### Instructions for the task
Turn all of the material below into a numbered list, one line per item, and leave out any blank lines.

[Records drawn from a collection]
◆ ◆ ◆ ◆ ◆ ◆ ◆

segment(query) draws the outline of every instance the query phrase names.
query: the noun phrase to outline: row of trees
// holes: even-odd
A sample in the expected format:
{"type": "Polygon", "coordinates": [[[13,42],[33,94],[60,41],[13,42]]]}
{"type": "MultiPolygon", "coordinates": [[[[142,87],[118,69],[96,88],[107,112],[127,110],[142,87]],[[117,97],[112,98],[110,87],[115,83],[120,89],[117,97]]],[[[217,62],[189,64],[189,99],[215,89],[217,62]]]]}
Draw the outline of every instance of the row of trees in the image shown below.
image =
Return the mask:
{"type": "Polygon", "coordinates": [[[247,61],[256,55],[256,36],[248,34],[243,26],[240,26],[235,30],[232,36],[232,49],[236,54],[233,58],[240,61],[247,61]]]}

◆ ◆ ◆ ◆ ◆ ◆ ◆

### Answer
1. segment(query) draws the outline of every instance the query phrase names.
2. query: the noun phrase to outline: row of trees
3. // holes: even-odd
4. A sample in the expected format:
5. {"type": "Polygon", "coordinates": [[[13,42],[33,94],[60,41],[13,42]]]}
6. {"type": "MultiPolygon", "coordinates": [[[[142,87],[118,69],[96,88],[107,112],[127,110],[142,87]],[[117,97],[112,98],[110,87],[115,83],[120,89],[117,97]]],[[[217,62],[189,64],[189,99],[215,89],[217,62]]]]}
7. Draw the outline of every instance of the row of trees in the image shown below.
8. image =
9. Return the mask:
10. {"type": "Polygon", "coordinates": [[[247,61],[256,55],[256,36],[248,34],[243,26],[240,26],[235,30],[232,36],[232,49],[236,54],[233,58],[240,61],[247,61]]]}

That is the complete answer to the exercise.